Records for bounding box labeling
———

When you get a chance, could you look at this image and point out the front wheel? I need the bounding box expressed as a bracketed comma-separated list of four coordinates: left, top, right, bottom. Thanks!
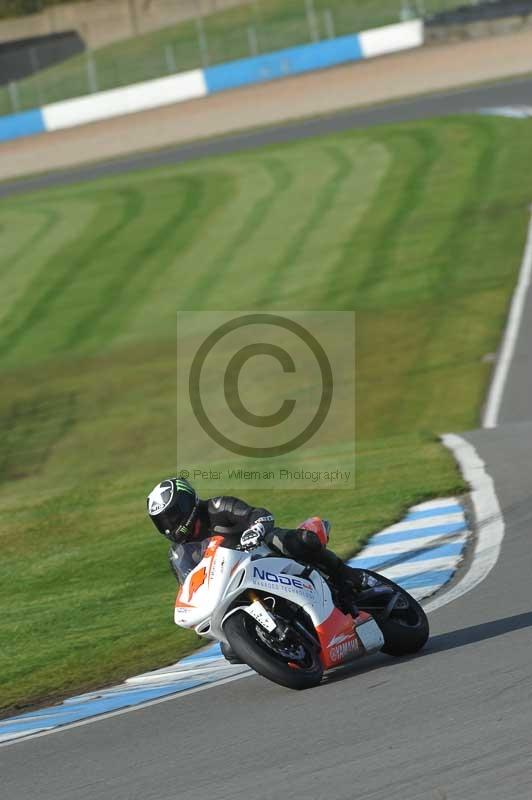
[224, 611, 323, 689]
[356, 570, 429, 656]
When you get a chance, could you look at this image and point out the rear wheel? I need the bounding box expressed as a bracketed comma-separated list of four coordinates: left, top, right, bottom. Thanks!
[356, 570, 429, 656]
[224, 611, 323, 689]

———

Copy out every line of the records above word for word, keeping each one as it stands. Leave the pictures out.

[Answer in full]
When you get a chance, could you look at this image and point out the front wheel? I need the bounding box expressed as a bracketed comma-separated list of four coordinates: left, top, right, bottom. Thanks!
[224, 611, 323, 689]
[356, 570, 429, 656]
When you get a chance, could you look at this image and point out the rear wheel? I need the bounding box expressed as a bracketed comma-separated list of four coordinates: left, top, right, bottom. Thanks!
[356, 570, 429, 656]
[224, 611, 323, 689]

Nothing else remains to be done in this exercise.